■ **Challenge**: Please convert all the items below into a numbered list with one line per entry. Drop any blank lines, and leave the pictures out of your answer.

■ **Object pointing dataset rows**:
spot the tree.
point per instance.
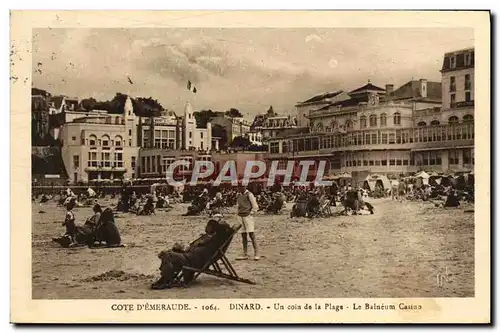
(235, 113)
(89, 104)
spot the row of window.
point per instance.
(467, 83)
(417, 135)
(420, 159)
(349, 124)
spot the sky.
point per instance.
(247, 69)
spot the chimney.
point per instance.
(423, 88)
(389, 90)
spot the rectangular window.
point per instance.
(453, 62)
(432, 158)
(274, 147)
(452, 100)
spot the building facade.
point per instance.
(101, 146)
(385, 131)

■ **Task answer**:
1. spot the tree.
2. point per instance.
3. (235, 113)
4. (89, 104)
5. spot the row of window.
6. point per instance.
7. (467, 83)
8. (417, 135)
9. (420, 159)
10. (349, 124)
11. spot the sky.
12. point per instance.
13. (247, 69)
14. spot the chimney.
15. point per instance.
16. (423, 88)
17. (389, 90)
18. spot the rectangular window.
19. point per instance.
20. (453, 62)
21. (432, 158)
22. (274, 147)
23. (452, 100)
24. spot the building facade.
25. point per instance.
26. (101, 146)
27. (385, 131)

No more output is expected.